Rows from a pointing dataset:
□ □ □ □ □
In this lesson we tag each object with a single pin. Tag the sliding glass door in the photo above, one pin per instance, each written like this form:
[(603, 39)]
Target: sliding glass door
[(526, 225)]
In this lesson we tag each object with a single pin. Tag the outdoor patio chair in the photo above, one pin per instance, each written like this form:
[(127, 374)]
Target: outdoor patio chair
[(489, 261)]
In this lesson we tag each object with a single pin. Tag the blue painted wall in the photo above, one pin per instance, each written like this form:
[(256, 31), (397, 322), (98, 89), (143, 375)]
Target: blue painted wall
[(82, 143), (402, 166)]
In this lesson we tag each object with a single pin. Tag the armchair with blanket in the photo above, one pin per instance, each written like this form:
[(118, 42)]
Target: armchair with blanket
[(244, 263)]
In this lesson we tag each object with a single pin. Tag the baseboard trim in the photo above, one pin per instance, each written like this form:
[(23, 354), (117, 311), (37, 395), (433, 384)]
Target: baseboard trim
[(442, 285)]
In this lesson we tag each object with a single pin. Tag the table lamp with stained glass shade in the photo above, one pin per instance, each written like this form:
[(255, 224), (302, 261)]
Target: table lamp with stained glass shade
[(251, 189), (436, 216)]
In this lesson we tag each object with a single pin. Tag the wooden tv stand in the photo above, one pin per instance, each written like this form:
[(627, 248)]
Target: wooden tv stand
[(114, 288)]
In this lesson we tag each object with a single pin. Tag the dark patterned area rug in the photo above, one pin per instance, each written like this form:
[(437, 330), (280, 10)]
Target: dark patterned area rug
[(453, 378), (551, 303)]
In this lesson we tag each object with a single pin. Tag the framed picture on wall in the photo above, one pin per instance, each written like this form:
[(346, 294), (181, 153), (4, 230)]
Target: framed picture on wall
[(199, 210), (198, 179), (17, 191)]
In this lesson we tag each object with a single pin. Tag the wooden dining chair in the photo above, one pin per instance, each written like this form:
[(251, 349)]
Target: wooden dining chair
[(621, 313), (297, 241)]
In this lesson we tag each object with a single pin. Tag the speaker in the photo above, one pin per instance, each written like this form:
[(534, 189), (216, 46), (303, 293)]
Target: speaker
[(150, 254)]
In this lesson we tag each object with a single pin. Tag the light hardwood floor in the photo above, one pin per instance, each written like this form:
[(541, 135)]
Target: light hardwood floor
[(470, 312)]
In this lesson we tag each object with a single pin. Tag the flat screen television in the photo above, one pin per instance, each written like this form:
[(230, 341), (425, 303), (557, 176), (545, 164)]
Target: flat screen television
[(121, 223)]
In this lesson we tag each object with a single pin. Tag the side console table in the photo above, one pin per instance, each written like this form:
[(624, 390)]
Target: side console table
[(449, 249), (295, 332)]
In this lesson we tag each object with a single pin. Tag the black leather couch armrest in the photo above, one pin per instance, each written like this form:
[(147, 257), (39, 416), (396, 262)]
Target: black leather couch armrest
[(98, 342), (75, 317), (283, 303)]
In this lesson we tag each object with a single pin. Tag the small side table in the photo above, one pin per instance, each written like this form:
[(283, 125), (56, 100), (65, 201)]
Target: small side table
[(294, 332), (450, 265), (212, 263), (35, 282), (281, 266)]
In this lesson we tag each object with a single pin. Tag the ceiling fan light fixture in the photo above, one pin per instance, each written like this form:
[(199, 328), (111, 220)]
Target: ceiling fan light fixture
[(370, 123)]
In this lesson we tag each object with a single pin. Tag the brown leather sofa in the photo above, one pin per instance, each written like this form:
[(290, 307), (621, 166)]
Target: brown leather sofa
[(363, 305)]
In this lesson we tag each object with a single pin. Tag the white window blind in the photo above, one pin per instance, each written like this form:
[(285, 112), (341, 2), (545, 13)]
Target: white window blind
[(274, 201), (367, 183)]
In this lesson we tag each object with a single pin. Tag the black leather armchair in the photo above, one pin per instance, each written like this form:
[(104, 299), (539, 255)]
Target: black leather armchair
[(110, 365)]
□ □ □ □ □
» Task brief:
Take the listing above and set it down exactly.

» Full response:
In this lesson we tag each object with a single pin. Tag the sliding glass door in the photo above, one pin per instance, each written like this form:
[(603, 39)]
Target: sliding glass door
[(526, 225)]
In this lesson we tag each object with a single pin. Tag the outdoor patio chair in the photo above, one pin per instance, each written like this form:
[(127, 374)]
Target: outdoor patio chair
[(489, 261)]
In this lesson we tag each object with a single pin. Tag the blue painted wall in the photo above, one pin per instance, each written like this form:
[(256, 31), (397, 322), (98, 89), (143, 375)]
Target: blue painted wall
[(82, 143), (402, 166)]
In this lesson we tag each object with a single pin. Tag the armchair with blanket in the photo above, one pin per instance, each written like this form:
[(118, 42)]
Target: armchair with blanket
[(244, 263)]
In this lesson we tag each object with a single pin. Tag the baseboard trim in the photo above, one pin per instance, each written like this form:
[(23, 354), (117, 311), (37, 395), (433, 384)]
Target: baseboard trim
[(442, 285)]
In this lesson we tag each object with a single pin. Tag the table lamp with stained glass shade in the photo above, one pin per instance, each written like this form:
[(255, 224), (302, 261)]
Target: table lamp with stained glass shade
[(251, 189), (436, 216)]
In this lesson we tag each object with a single pin. Tag the wooden tv stand in the photo above, one pin per instance, each written like this form:
[(627, 248)]
Target: wooden tv stand
[(114, 288)]
In this lesson we tag each object with a single pin. Tag the dark patterned area rug in the photo above, one pin per instance, each written like this form:
[(437, 330), (280, 10)]
Target: dark patterned area rug
[(453, 378), (551, 303)]
In this lesson we tag each object with a single pin. Tag the framed picture on wall in the photo above, one pin per instance, each written like this form:
[(346, 294), (181, 153), (4, 230)]
Target: framed picture on wall
[(199, 210), (198, 179), (17, 191)]
In this lesson we tag each object with a single pin. Tag the wooden dining chair in the photo above, one pin per instance, each written like this form:
[(251, 349)]
Target: wooden dining chair
[(621, 313), (297, 241)]
In this lesson we tag each object with a single pin. Tag the speaker in the photo above, one pin per instance, each written like this form:
[(534, 189), (216, 46), (303, 293)]
Target: speaker
[(150, 254)]
In this lesson we tag each object with a single pin. Tag the light hardwood floor in the photo above, one pin per instance, each written like this form:
[(541, 135)]
Target: light hardwood floor
[(470, 312)]
In this lesson we tag each object with a single pin. Tag the flat screen television in the photo above, one pin per instance, each written like this form:
[(230, 341), (425, 303), (557, 176), (545, 164)]
Target: flat screen television
[(121, 223)]
In this lesson we tag each object with a single pin. Tag the side console table in the photo above, one pin per instance, each written like this form:
[(624, 390)]
Target: side console table
[(449, 249), (295, 332)]
In this lesson we tag each object with a single pin. Tag the black leather couch armrest in the photo above, one pin per instance, each written like this form:
[(147, 257), (39, 416), (396, 262)]
Target: black leather couch armrest
[(98, 342), (75, 317), (283, 303)]
In this lesson we tag each object with a single pin. Tag the small side table in the photo above, one pin per instance, each written like this form:
[(283, 125), (56, 100), (65, 201)]
Target: small side table
[(294, 332), (450, 265), (212, 263), (35, 282), (281, 266)]
In this lesson we tag each object with a single pin. Tag the ceiling fan light fixture in the photo above, one pin per instance, each written like this form:
[(199, 328), (111, 220)]
Target: ceiling fan light fixture
[(370, 123)]
In this lesson we tag each object with a single pin. Tag the brown leather sofa in the photo above, one pin per instance, each written like this form:
[(290, 307), (621, 166)]
Target: brown leather sofa
[(363, 305)]
In this lesson we tag each object with a single pin. Tag the white window blind in the photo above, one pin per instance, each written like this form:
[(285, 112), (341, 2), (545, 13)]
Target: white window blind
[(274, 201), (367, 183)]
In this lesson we tag each object with a single pin. Tag the black leather armchair in the photo above, one pin per instance, each written like this form:
[(104, 299), (539, 255)]
Target: black leather armchair
[(110, 365)]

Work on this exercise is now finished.